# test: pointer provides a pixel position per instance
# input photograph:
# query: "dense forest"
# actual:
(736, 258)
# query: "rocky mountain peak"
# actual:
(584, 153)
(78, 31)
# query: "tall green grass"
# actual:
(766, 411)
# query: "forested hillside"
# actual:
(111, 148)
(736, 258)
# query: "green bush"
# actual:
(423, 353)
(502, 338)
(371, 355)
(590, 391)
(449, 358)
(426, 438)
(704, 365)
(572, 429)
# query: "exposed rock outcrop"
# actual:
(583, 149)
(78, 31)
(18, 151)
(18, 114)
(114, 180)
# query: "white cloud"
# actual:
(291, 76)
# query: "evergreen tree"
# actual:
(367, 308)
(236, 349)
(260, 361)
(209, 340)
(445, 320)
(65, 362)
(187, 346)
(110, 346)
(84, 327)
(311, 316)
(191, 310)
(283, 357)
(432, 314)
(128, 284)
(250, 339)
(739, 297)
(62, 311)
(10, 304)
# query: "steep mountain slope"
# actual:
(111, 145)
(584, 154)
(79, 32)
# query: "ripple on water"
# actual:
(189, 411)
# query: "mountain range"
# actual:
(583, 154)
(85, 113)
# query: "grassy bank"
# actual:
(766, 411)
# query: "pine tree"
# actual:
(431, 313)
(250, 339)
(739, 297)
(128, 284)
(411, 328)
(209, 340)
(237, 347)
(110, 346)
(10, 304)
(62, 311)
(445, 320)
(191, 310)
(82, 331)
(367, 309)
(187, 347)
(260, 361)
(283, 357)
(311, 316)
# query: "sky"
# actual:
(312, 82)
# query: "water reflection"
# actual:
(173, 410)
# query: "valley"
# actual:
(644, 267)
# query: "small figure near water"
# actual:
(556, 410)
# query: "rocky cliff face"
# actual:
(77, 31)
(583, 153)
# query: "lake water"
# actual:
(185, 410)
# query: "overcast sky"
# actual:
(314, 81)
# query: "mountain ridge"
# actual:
○ ○ ○
__Work item__. For every line in the listing above that contains "mountain", copy that line.

__Task answer__.
# query: "rocky mountain peak"
# query: "steep mountain slope"
# query: "mountain range"
# query: "mountain ridge"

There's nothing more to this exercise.